> [WHAT YOU ARE ASKED TO DO]: Please pick out every line in the items below that contains the word "black" and copy each one in full. Matching is case-sensitive.

○ ○ ○

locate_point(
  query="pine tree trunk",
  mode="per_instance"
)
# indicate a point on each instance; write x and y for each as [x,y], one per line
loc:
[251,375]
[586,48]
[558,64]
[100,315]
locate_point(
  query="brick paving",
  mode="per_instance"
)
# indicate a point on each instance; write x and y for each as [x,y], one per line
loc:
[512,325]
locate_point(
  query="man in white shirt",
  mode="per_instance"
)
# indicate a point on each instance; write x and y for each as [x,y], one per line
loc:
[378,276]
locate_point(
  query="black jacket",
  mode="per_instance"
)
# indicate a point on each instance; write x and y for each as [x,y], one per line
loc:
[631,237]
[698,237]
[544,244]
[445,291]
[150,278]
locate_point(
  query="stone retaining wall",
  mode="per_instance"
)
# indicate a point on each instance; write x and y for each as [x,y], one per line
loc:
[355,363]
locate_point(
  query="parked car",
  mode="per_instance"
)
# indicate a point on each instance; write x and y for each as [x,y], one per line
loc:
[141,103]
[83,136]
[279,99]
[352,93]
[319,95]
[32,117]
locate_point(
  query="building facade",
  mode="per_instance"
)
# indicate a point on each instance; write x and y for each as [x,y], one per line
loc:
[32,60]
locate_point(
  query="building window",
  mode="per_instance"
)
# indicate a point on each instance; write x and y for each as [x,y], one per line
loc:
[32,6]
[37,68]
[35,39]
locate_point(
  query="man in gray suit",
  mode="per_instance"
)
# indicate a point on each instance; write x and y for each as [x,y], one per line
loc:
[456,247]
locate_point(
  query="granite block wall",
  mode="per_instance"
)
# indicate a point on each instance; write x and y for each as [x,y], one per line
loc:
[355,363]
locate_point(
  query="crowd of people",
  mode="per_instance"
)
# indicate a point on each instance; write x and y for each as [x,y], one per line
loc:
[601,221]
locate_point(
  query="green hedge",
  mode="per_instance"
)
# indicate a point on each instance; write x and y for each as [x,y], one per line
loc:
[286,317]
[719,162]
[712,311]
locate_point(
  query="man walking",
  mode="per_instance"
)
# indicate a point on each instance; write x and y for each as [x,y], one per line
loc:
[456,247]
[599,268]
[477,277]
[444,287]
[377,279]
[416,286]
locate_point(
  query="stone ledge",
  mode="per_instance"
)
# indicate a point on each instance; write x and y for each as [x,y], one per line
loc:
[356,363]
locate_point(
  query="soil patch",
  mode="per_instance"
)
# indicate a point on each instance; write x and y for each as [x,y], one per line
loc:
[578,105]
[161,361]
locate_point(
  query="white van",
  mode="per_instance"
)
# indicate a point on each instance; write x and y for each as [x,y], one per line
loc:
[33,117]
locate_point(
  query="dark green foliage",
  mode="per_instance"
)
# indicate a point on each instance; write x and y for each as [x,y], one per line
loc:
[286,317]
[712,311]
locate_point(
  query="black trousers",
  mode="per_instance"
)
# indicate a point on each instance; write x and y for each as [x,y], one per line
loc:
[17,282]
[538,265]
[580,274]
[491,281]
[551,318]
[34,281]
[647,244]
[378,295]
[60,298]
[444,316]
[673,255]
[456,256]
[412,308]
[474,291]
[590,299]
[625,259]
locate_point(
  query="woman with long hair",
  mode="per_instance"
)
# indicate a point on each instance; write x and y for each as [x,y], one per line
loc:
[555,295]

○ ○ ○

> [FULL OUTPUT]:
  query="black jacket",
  query="black trousers",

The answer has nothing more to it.